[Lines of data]

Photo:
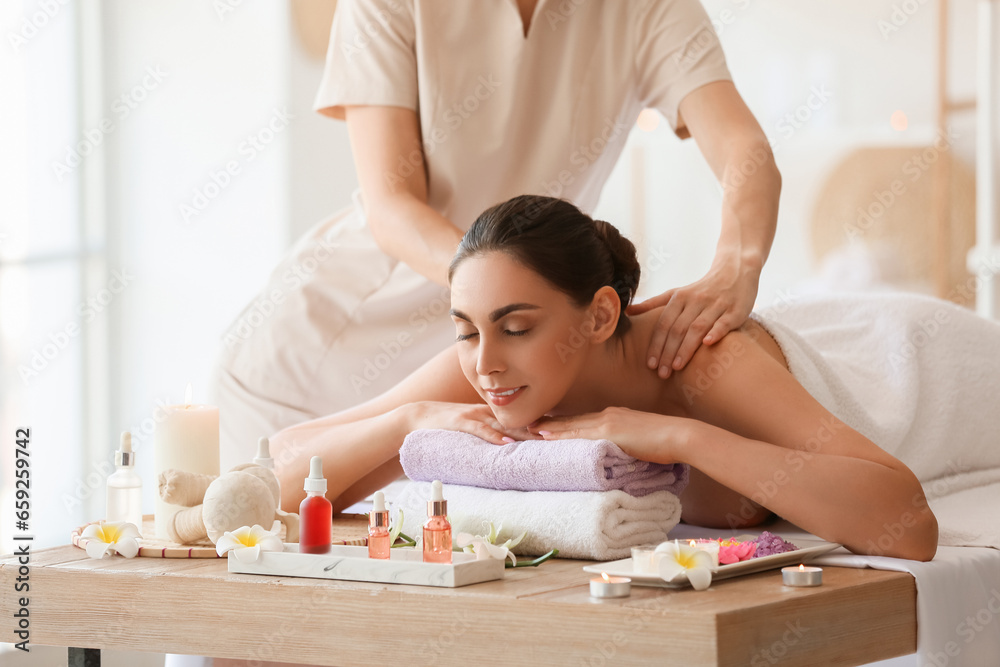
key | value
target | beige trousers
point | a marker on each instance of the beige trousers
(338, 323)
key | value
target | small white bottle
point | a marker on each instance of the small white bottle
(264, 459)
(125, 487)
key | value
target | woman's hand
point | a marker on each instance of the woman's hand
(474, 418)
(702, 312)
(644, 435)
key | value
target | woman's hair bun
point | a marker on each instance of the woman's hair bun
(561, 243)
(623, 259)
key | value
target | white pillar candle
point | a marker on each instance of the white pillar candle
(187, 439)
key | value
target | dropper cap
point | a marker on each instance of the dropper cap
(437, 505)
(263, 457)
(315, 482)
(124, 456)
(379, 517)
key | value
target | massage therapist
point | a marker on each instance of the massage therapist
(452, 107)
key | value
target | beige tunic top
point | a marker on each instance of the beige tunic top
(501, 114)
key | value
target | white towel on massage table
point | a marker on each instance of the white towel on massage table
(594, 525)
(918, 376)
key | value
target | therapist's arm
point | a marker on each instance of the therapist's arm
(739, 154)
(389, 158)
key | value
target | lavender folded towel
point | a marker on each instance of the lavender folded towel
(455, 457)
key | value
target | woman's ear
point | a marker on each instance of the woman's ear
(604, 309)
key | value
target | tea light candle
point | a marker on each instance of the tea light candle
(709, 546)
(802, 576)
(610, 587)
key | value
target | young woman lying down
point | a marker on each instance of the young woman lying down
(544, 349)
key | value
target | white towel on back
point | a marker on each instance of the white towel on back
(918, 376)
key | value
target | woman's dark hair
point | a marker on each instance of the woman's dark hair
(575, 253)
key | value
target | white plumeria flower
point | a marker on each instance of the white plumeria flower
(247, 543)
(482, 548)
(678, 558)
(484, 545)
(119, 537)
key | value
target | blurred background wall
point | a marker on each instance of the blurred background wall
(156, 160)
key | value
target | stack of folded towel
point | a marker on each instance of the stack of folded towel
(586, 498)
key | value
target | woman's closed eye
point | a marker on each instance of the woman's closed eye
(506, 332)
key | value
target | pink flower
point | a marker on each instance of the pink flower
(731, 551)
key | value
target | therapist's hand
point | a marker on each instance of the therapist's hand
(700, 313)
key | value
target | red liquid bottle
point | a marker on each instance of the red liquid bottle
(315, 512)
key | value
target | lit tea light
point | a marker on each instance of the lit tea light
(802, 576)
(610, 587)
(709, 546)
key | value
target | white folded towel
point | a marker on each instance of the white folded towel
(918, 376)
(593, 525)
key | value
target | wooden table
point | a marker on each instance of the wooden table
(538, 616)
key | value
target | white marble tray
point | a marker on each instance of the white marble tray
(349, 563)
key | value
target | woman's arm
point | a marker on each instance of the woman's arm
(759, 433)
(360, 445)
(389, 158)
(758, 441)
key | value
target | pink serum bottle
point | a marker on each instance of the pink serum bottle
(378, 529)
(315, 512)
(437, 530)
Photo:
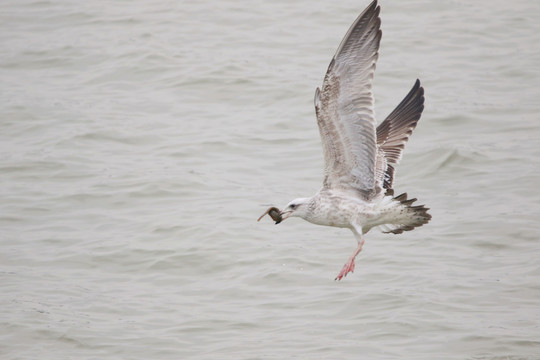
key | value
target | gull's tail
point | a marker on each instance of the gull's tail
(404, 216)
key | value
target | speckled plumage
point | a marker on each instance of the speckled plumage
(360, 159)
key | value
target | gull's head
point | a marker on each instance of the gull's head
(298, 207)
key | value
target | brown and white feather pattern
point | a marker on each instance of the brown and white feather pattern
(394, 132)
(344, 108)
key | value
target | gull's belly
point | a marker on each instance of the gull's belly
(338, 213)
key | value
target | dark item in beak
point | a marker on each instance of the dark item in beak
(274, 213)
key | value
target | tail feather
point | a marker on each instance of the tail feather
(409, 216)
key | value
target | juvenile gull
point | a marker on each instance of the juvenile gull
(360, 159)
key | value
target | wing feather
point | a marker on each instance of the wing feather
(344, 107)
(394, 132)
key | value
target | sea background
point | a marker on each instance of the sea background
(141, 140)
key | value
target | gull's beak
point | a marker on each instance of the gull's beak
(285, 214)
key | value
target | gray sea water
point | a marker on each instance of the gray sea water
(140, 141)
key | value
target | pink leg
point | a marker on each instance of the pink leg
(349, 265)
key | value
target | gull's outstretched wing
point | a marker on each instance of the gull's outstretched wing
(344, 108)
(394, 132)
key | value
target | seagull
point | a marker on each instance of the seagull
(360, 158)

==

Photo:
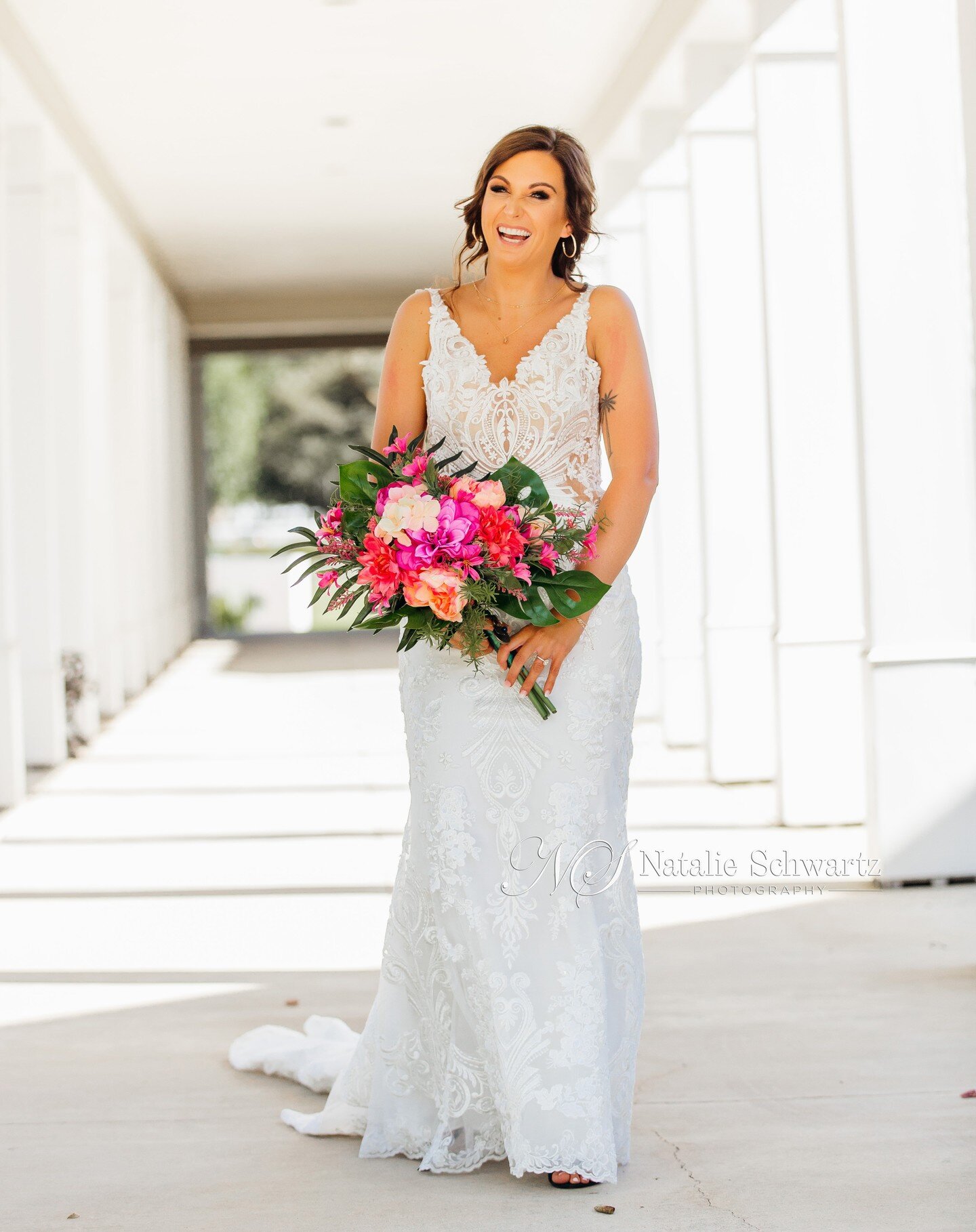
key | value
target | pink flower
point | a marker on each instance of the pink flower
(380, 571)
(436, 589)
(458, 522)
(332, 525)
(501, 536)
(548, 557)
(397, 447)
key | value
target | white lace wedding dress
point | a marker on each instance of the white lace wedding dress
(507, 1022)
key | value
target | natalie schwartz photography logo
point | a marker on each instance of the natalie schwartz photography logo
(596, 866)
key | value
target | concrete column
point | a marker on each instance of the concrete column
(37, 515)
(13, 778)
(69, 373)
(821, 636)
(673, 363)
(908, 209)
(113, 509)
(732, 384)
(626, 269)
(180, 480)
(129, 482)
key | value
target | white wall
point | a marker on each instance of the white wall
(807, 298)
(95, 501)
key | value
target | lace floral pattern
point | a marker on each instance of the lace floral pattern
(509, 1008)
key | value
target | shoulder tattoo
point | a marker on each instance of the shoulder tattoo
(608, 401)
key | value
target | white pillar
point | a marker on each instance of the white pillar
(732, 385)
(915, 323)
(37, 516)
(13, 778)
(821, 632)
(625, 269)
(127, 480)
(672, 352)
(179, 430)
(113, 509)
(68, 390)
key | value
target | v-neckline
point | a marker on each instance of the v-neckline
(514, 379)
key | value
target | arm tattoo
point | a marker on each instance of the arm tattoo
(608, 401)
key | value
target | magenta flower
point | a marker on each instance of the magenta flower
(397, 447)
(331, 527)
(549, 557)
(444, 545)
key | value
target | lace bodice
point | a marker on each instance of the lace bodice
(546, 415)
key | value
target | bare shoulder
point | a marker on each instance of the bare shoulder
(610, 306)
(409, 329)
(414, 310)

---

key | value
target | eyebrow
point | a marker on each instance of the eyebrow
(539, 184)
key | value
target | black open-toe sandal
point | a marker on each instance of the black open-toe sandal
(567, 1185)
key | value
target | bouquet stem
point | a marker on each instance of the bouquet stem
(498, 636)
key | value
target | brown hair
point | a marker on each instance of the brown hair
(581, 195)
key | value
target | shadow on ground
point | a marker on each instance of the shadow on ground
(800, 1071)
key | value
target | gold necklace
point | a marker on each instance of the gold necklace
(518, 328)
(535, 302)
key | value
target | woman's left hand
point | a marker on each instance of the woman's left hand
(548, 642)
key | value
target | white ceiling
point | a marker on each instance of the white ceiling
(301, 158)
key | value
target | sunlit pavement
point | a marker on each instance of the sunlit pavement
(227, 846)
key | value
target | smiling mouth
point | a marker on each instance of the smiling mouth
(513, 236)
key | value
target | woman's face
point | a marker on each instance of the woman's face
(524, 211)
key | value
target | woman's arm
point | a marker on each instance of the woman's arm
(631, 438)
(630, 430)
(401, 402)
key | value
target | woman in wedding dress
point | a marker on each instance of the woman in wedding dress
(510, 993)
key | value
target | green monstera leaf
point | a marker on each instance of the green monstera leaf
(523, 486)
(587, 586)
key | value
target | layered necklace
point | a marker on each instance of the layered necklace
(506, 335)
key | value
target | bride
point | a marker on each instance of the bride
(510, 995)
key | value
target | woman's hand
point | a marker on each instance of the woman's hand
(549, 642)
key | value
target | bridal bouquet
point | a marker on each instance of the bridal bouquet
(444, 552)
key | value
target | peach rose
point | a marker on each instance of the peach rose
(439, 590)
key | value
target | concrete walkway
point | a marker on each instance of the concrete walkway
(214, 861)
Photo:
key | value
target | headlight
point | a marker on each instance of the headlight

> **Exercise goal**
Which lines of the records contain the string "tattoo"? Gather each of them and copy it in full, treating uppercase and lowercase as different.

> **The result**
target | shoulder tattoo
point | a marker on each instance of the shoulder tattoo
target | arm tattoo
point | a marker on each instance of the arm tattoo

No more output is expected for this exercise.